**WHAT YOU SHOULD DO:**
Put the lines of the material below, starting with the line containing "point: red blazer" and going on through the final line, into a Markdown table with the columns Row and Line, numbering each row. Leave out any blank lines.

Pointing dataset records:

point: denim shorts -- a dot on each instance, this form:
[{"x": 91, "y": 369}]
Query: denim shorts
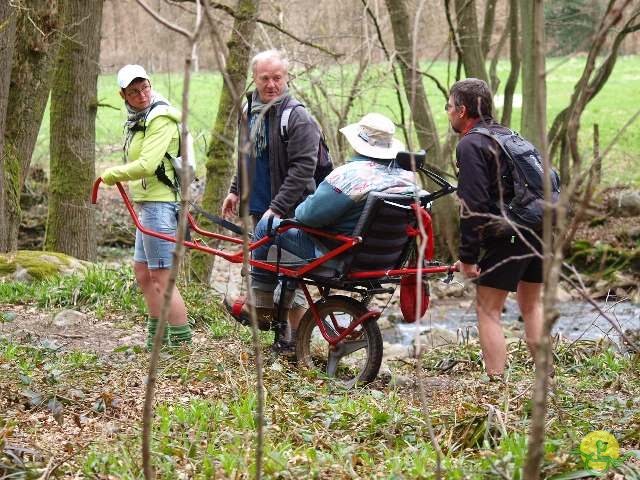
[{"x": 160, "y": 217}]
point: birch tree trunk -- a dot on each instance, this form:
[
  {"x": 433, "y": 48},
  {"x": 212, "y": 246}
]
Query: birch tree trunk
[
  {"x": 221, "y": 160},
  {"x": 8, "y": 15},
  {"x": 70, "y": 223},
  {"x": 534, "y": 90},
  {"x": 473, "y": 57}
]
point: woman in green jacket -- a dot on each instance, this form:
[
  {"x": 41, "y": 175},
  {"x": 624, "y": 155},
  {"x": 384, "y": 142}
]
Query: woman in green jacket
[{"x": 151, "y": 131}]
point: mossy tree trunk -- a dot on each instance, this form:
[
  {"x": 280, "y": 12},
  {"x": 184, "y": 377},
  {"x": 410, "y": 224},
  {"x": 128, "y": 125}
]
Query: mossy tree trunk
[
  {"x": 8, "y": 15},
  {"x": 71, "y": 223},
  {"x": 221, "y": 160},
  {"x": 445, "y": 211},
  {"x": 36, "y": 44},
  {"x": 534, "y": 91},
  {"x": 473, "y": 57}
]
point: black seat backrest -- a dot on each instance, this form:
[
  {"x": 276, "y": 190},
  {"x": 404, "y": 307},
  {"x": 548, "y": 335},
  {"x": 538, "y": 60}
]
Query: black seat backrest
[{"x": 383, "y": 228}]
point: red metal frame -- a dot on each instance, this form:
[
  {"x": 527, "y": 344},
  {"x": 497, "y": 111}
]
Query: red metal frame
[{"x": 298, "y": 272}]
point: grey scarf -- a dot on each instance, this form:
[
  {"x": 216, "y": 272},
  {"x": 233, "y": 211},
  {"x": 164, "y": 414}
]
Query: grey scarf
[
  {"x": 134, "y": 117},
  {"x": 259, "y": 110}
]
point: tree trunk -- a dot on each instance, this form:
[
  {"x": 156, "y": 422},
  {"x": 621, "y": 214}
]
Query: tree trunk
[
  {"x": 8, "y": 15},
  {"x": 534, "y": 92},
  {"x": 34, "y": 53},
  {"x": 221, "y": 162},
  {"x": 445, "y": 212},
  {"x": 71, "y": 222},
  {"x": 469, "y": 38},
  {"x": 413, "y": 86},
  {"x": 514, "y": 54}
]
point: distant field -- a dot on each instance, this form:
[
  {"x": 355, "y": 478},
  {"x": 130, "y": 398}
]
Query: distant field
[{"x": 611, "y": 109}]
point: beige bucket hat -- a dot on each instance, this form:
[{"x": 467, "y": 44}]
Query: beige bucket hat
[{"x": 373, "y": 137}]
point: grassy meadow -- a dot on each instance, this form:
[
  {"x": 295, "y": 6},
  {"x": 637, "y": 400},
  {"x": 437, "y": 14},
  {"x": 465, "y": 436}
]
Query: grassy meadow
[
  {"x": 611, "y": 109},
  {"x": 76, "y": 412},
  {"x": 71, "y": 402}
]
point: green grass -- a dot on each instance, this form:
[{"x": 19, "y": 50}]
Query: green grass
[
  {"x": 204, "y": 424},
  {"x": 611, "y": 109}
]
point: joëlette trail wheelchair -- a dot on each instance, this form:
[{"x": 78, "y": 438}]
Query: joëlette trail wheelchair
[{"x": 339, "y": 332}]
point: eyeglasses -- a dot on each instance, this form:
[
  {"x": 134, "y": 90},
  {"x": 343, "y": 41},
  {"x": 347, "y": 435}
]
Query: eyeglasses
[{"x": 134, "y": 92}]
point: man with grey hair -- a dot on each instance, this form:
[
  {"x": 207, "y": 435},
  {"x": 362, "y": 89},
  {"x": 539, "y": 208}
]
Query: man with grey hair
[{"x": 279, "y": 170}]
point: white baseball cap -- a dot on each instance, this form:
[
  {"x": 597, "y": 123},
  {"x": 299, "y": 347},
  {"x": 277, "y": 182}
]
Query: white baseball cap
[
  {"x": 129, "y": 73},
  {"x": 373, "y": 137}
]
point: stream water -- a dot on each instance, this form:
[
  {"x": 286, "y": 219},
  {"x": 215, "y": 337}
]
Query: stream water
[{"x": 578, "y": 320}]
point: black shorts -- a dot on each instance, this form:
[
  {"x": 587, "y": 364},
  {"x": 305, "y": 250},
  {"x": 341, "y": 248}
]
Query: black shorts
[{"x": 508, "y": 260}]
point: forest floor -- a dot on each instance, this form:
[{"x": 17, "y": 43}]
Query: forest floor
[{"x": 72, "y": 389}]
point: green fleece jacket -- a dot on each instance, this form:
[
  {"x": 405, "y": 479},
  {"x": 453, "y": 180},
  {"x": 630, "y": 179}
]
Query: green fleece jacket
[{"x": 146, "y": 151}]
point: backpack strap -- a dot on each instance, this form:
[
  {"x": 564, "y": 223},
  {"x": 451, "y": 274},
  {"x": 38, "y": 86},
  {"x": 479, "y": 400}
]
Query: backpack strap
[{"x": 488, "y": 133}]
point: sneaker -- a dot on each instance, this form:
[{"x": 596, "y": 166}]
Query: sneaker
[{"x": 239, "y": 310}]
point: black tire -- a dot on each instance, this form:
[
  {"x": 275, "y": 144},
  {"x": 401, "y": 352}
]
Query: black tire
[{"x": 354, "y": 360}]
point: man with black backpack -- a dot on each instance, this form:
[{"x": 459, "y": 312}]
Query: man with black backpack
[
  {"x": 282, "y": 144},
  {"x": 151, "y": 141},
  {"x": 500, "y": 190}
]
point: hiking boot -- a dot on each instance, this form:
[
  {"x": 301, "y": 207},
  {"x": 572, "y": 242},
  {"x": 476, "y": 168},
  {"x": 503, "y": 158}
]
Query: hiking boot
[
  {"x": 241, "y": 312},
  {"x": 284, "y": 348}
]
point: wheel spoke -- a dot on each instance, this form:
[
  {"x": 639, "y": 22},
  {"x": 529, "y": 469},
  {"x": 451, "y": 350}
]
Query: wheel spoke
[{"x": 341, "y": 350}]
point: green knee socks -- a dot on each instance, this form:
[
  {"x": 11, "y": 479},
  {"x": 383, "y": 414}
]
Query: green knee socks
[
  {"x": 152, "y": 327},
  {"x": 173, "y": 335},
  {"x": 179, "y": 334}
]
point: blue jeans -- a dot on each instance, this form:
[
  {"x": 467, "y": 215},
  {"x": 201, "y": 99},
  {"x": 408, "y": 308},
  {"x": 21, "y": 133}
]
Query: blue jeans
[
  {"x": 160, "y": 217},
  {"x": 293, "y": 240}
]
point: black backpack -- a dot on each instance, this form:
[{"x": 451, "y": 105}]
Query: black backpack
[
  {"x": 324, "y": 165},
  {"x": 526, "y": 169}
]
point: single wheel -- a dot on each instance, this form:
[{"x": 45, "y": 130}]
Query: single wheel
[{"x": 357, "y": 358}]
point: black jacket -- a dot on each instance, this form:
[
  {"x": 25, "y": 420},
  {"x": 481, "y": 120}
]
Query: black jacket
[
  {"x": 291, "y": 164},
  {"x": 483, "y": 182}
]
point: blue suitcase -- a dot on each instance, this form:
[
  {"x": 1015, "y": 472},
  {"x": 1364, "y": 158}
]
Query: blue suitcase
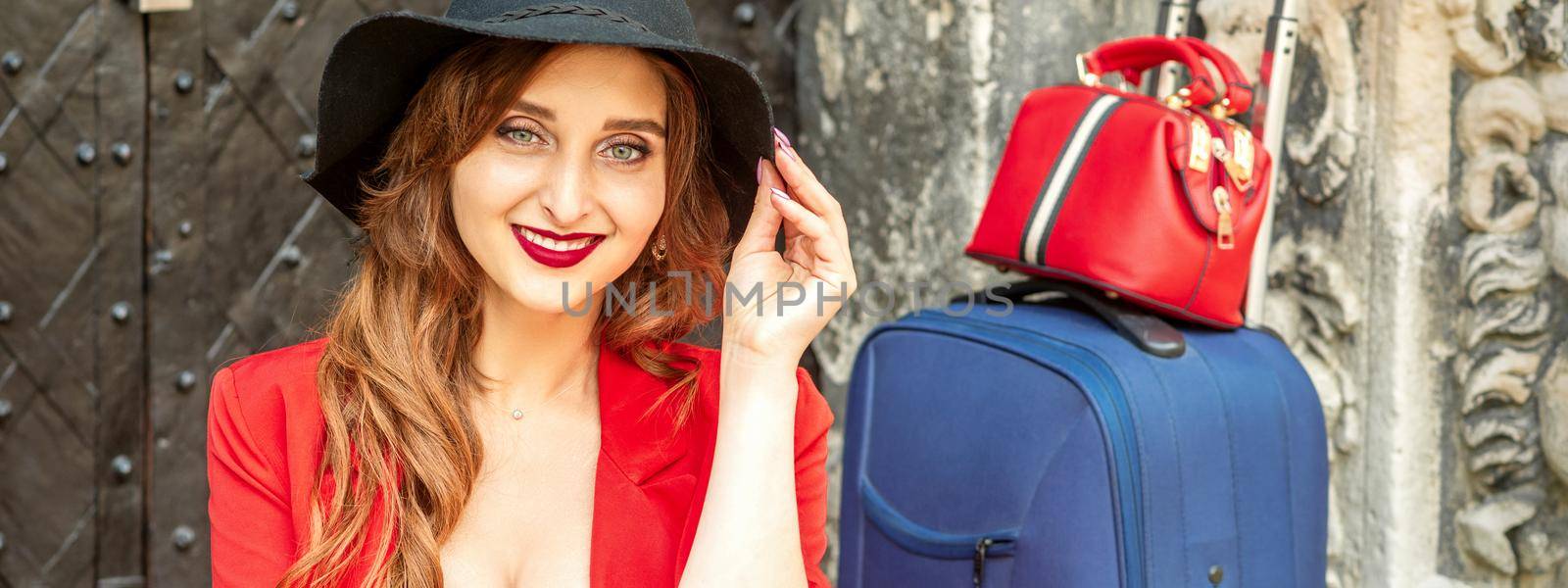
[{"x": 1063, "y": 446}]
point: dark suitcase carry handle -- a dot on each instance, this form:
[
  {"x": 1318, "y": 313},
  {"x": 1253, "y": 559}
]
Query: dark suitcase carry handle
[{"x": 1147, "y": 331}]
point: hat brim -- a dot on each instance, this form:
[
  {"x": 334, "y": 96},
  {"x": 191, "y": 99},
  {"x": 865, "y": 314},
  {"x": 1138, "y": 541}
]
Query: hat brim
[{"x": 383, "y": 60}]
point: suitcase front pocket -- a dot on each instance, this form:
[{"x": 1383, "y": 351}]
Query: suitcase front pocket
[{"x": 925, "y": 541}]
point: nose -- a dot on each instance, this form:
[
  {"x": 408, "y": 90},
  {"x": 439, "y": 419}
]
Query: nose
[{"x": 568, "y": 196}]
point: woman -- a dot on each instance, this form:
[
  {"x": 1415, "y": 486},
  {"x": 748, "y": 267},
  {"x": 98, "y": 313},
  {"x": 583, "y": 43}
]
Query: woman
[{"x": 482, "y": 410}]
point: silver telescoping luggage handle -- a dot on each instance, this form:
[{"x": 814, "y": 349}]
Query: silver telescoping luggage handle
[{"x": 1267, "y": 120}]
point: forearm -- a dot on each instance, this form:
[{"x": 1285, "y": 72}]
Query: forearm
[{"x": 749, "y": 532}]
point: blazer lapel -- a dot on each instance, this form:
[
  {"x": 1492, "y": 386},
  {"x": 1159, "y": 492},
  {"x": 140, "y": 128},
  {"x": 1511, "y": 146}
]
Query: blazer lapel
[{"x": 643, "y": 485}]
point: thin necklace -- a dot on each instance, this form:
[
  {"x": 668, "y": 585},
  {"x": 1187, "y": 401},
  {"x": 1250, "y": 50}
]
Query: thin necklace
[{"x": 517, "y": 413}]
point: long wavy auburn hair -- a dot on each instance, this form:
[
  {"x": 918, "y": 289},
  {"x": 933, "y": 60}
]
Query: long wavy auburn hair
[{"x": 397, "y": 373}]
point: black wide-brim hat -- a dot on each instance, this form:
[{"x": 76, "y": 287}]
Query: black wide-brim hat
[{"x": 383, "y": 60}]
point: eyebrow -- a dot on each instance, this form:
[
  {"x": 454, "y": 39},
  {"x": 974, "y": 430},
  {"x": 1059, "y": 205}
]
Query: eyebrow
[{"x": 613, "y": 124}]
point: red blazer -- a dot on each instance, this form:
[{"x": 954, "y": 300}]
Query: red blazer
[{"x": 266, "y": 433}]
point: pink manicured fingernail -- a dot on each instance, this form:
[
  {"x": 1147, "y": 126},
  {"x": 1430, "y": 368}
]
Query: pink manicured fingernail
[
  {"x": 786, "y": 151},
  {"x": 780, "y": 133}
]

**FULL SOLUTION:**
| Row | Line |
|---|---|
| 1 | point: red blazer -- a dot on each instance, this form: |
| 2 | [{"x": 954, "y": 300}] |
| 3 | Query: red blazer |
| 4 | [{"x": 266, "y": 433}] |
| 5 | point: pink manicured fingernail -- a dot on each instance, this form: |
| 6 | [ |
| 7 |   {"x": 1147, "y": 126}, |
| 8 |   {"x": 1430, "y": 368} |
| 9 | ] |
| 10 | Query: pink manicured fingernail |
| 11 | [ |
| 12 |   {"x": 786, "y": 151}, |
| 13 |   {"x": 780, "y": 133} |
| 14 | ] |